▸ **Task goal**: Extract every line of the items that contains the string "pixels", matching its case exactly.

▸ **Material provided**:

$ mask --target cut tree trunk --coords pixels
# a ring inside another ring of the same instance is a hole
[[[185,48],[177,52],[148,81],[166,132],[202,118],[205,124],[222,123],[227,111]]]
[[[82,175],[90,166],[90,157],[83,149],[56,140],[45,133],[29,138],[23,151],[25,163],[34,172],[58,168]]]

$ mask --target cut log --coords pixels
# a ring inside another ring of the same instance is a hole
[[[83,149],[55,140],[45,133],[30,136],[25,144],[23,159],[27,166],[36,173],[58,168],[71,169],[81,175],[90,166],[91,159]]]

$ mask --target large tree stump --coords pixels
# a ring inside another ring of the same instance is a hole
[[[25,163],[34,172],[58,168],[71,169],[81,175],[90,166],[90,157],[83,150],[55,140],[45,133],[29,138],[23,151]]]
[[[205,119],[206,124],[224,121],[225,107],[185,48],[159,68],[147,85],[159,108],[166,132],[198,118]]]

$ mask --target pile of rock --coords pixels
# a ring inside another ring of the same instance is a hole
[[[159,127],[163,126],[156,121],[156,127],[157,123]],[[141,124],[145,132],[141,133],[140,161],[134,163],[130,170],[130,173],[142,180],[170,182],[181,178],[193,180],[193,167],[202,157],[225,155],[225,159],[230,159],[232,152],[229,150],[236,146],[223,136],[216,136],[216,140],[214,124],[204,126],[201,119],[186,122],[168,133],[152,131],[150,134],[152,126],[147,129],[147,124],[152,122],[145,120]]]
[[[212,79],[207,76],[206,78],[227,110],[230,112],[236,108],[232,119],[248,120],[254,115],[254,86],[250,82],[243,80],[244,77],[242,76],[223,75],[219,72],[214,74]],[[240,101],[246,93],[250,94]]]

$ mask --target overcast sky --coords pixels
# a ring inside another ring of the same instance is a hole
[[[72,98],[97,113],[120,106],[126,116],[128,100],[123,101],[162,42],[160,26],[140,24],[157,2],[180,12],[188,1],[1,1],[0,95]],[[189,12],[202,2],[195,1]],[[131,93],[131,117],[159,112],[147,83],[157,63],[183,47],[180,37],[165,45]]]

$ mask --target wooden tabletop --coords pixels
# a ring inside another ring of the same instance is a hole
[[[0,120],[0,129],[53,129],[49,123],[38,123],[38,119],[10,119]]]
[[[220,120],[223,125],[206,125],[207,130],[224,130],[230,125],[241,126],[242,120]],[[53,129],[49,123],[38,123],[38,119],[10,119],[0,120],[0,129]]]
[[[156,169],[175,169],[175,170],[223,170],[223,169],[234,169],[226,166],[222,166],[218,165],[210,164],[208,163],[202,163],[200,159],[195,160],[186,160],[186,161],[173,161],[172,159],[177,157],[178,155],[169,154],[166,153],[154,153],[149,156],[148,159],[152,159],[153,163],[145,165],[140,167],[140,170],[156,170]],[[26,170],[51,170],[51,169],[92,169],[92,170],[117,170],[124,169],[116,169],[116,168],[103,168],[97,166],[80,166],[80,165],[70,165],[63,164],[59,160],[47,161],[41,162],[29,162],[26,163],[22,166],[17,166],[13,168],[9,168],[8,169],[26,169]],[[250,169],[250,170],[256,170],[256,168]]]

▸ **Solution to this problem**:
$ mask --target cut tree trunk --coords pixels
$ mask --target cut log --coords pixels
$ mask --target large tree stump --coords pixels
$ mask --target pile of rock --coords pixels
$ mask --target overcast sky --coords pixels
$ mask --target wooden tabletop --coords pixels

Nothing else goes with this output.